» **BRIEF**: From the article about the Victor Ornberg prize below, copy word for word the passage that begins with the words "Thea Halleberg, Stockholm" and ends with "Sorsele and vicinity.".

» **DOCUMENT TEXT**:
----
STOCKHOLM, Sweden — A Latter-day Saint has been awarded the prestigious Victor Ornberg prize, Sweden's finest distinction for genealogy researchers.
Thea Halleberg, Stockholm Ward, on Aug. 23 received the award, which carries with it 10,000 Swedish crowns for her work Lap and Settler Generations in Sorsele from Modern Time to the 17th Century. The demographic work is based on 40 years of well-documented genealogical research.
The multi-volume work is regarded as a gold mine for family history researchers with ties to Sorsele, the city in the very north of Sweden where Sister Halleberg was born 85 years ago. The books contain a complete compilation of Lapp and settler families in Sorsele and vicinity.
So far, the books have been published in two parts with unique graphics consisting of old photos, photo montages and stories from the settler and nomad life, together with detailed registers of persons. Both published volumes can now be found as reference copies in the main libraries in Sweden.
"The heart on the book covers shows that it is love that has been the driving force and strength in the compiling of this work to make the Lapps in Sorsele be seen," said Sister Halleberg, who is working on a third volume. She has material for another four books. "If God gives me health, Book 3 will be finished towards the end of 2004," she said.
----
» **DATA EXCERPTS**:
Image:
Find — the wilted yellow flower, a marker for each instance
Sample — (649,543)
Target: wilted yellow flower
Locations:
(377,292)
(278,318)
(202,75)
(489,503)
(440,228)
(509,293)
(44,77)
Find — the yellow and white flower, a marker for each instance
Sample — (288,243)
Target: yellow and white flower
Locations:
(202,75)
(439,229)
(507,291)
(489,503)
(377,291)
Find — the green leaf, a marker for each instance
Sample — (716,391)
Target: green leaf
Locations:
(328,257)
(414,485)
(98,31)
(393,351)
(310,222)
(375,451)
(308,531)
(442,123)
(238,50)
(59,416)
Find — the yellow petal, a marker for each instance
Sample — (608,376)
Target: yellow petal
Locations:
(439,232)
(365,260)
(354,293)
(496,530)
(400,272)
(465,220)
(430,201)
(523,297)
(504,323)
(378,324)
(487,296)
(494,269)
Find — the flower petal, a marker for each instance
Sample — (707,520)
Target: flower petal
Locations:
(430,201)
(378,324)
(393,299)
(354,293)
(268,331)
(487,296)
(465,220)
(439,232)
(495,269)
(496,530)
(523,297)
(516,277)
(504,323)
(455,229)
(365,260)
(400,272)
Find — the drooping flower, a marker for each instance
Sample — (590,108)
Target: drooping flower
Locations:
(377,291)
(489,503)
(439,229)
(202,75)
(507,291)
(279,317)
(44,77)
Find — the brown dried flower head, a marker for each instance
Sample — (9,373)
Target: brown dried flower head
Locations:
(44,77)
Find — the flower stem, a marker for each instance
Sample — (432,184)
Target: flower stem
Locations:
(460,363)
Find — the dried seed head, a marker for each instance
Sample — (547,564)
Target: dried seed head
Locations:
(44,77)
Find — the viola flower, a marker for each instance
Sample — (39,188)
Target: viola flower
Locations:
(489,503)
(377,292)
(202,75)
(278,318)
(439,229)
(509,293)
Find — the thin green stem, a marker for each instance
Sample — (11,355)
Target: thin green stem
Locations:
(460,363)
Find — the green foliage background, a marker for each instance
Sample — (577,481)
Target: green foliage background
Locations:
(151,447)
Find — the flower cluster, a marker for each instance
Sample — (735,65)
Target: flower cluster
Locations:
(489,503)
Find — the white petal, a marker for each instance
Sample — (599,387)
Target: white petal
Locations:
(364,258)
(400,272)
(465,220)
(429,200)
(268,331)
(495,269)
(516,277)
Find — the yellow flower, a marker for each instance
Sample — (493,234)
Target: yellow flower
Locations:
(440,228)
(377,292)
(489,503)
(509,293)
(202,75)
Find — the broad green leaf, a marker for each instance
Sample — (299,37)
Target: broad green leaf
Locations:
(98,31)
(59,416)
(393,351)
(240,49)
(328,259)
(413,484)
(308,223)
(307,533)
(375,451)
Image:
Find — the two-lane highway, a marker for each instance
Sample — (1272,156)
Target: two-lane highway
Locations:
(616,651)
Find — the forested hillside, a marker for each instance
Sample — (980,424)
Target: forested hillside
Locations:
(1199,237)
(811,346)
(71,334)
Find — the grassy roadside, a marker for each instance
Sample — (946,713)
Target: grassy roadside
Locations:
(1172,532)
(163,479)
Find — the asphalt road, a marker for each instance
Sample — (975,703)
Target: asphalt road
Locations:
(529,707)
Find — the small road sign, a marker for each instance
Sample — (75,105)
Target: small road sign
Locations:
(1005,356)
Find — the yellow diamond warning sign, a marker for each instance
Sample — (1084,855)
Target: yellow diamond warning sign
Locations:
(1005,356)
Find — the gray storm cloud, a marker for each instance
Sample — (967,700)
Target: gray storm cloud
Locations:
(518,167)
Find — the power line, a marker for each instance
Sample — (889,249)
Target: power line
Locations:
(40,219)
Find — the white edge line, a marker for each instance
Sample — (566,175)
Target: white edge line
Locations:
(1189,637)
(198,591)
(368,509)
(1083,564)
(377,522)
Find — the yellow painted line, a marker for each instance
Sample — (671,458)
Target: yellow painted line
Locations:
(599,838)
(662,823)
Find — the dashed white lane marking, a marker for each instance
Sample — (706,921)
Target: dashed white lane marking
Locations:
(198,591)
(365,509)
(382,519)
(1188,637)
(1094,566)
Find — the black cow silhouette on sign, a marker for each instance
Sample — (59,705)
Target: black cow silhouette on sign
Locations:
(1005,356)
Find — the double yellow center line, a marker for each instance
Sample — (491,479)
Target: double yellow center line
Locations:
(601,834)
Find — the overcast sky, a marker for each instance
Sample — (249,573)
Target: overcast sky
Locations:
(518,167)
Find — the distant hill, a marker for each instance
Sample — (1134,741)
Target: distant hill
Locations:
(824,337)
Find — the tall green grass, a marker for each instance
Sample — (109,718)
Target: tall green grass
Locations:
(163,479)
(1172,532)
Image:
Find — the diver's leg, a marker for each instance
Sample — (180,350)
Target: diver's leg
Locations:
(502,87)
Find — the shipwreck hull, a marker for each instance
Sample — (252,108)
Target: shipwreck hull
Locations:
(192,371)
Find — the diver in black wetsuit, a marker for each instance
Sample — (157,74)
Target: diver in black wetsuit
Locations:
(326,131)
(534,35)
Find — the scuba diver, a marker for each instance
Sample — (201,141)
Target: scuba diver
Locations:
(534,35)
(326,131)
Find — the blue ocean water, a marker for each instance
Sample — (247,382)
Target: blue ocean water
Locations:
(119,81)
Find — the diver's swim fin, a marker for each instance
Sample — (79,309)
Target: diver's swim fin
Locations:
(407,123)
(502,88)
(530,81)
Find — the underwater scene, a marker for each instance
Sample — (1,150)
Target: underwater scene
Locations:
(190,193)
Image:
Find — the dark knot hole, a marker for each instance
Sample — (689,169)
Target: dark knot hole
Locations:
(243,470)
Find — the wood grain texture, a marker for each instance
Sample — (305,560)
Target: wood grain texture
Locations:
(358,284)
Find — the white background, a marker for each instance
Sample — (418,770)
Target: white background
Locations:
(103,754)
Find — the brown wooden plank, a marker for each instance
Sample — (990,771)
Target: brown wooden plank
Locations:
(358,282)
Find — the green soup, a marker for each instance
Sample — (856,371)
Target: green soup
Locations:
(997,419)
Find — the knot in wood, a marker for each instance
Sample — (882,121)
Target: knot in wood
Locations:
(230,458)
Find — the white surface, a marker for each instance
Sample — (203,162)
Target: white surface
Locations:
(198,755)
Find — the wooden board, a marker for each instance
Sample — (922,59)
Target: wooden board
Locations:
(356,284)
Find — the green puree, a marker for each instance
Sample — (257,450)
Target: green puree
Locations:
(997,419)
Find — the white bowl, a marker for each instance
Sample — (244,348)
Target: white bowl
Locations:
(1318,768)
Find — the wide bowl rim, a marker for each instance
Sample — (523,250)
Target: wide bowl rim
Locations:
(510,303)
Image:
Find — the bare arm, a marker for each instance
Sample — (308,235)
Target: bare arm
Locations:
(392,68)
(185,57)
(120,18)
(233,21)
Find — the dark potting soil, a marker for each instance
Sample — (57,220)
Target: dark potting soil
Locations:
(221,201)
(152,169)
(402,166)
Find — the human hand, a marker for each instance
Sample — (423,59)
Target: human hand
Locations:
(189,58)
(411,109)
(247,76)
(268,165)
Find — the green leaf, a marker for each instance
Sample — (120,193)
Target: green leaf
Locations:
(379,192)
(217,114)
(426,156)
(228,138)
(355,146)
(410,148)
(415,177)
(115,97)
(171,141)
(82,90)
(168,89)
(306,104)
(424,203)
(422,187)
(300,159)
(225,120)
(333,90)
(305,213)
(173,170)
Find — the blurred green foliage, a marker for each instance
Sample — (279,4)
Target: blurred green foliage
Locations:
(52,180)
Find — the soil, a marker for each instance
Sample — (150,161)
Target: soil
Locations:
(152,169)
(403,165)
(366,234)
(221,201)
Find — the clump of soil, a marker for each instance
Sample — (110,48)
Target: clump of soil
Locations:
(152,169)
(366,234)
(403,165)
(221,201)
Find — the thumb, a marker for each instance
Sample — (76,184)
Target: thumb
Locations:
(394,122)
----
» **REPLY**:
Thea Halleberg, Stockholm Ward, on Aug. 23 received the award, which carries with it 10,000 Swedish crowns for her work Lap and Settler Generations in Sorsele from Modern Time to the 17th Century. The demographic work is based on 40 years of well-documented genealogical research.
The multi-volume work is regarded as a gold mine for family history researchers with ties to Sorsele, the city in the very north of Sweden where Sister Halleberg was born 85 years ago. The books contain a complete compilation of Lapp and settler families in Sorsele and vicinity.